**Stated goal a:**
Reproduce the passage on creativity word for word, from "He also works" down to "explanations are mine.)".

He was unorthodox in his behavior, especially after meeting Yoko Ono, with whom he staged a “Bed-in-for Peace” during his honeymoon in Amsterdam and Montreal. The two of them sat in bed while journalists interviewed them about peace and Hare Krishnas chanted in the background. A still-famous song came out of this happening: “Give Peace a Chance.” Lennon was also highly intellectual and integrative in his ideas. His dialogues, as recorded, roam from profanity to Eastern philosophy to cynical observation to bizarre symbolism to music history, and more. He drew highly original cartoons, wrote cryptic symbolism, and played the guitar and piano. He changed directions, after founding the Beatles as a pop band, when he grew bored with perpetuating the same moptop show; he wanted to explore new styles and grow as an artist. After he began living with Yoko in New York, he took so many stands for his radical ideas that the FBI was tailing him and efforts were made to eject him from the country. He was goal-oriented, especially in the beginning. He was often quoted as saying something like, “I always knew I was going to be famous someday but wasn’t sure how. Maybe music, maybe crime.” While the Beatles were still learning their craft and playing in dives, he would ask them, “Where are we going, boys?” And they would have to answer, “To the toppermost of the poppermost, Johnny!”
Francis Ford Coppola is the poster child for Drive, Resilience, Independent Judgment, Self-Confidence, and Perspicacity. His wife’s documentary Hearts of Darkness (1991) shows the obstacles he overcame in making Apocalypse Now (1979): a typhoon, creative blocks, cast problems, equipment problems, and even struggles with his own mental well-being. Yet he said, “It’s not in the cards that we’re not going to make this film.” When he finally finished, over budget and over schedule, he wanted to show it at Cannes. He was told that he had to enter it, even though he protested that it was unedited. He entered it—and won the Palm D’or.
He also works by intuition. Hearts of Darkness (1991) captured his creative process: his openness to using whatever happened, including Marty Sheen’s drunken rage and a typhoon in the Philippines; his improvisational method of working with the actors’ inspiration and giving them cards that said, just before shooting, “Dialogue to be determined.” He had decisional skill. When he saw the rushes the first day, he was flexible enough to replace his leading man. When he didn’t like a “plantation” subplot on which he had spent much time and money, he cut the whole sequence.
Additional Characteristics of Creativity
David Campbell lists additional characteristics. Here are some of the most notable of them.43 (The concepts are his, and the bold type and explanations are mine.)
1.“Convergent thinking”—“the ability to scan many relevant facts, then zero in on those facts most likely to result in the correct solution to a particular problem.”
For instance, cross out six letters below to leave a common English word.
BSAINXLEATNTEARS
(The answer is at the end of this chapter.)

**Stated goal b:**
Write out every line of the records below again, requests included, with 94 added to each coordinate in the answers. Leave the pictures out.

**Supplied records:**
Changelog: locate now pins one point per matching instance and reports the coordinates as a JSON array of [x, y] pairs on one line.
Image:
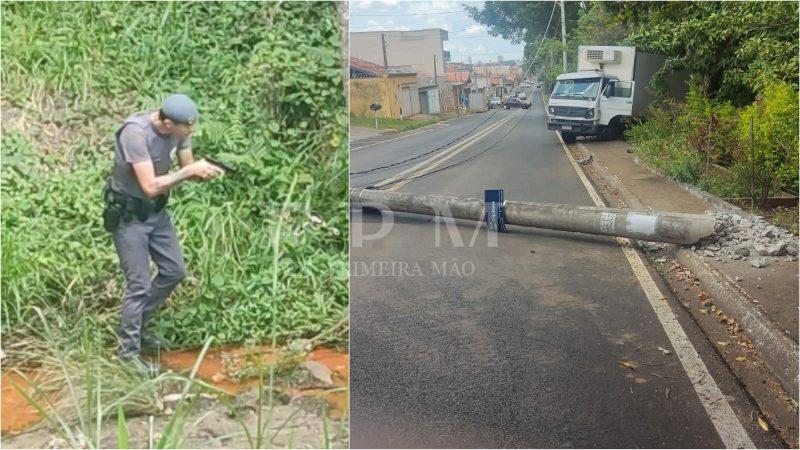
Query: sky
[[466, 37]]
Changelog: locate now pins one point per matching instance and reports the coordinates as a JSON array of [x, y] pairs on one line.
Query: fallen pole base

**Exercise output a:**
He also works by intuition. Hearts of Darkness (1991) captured his creative process: his openness to using whatever happened, including Marty Sheen’s drunken rage and a typhoon in the Philippines; his improvisational method of working with the actors’ inspiration and giving them cards that said, just before shooting, “Dialogue to be determined.” He had decisional skill. When he saw the rushes the first day, he was flexible enough to replace his leading man. When he didn’t like a “plantation” subplot on which he had spent much time and money, he cut the whole sequence.
Additional Characteristics of Creativity
David Campbell lists additional characteristics. Here are some of the most notable of them.43 (The concepts are his, and the bold type and explanations are mine.)

**Exercise output b:**
Changelog: locate now pins one point per matching instance and reports the coordinates as a JSON array of [x, y] pairs on one line.
Image:
Query: sky
[[560, 131]]
Changelog: locate now pins one point per matching instance and reports the coordinates as a JSON array of [x, y] pairs on one line.
Query: fallen pole base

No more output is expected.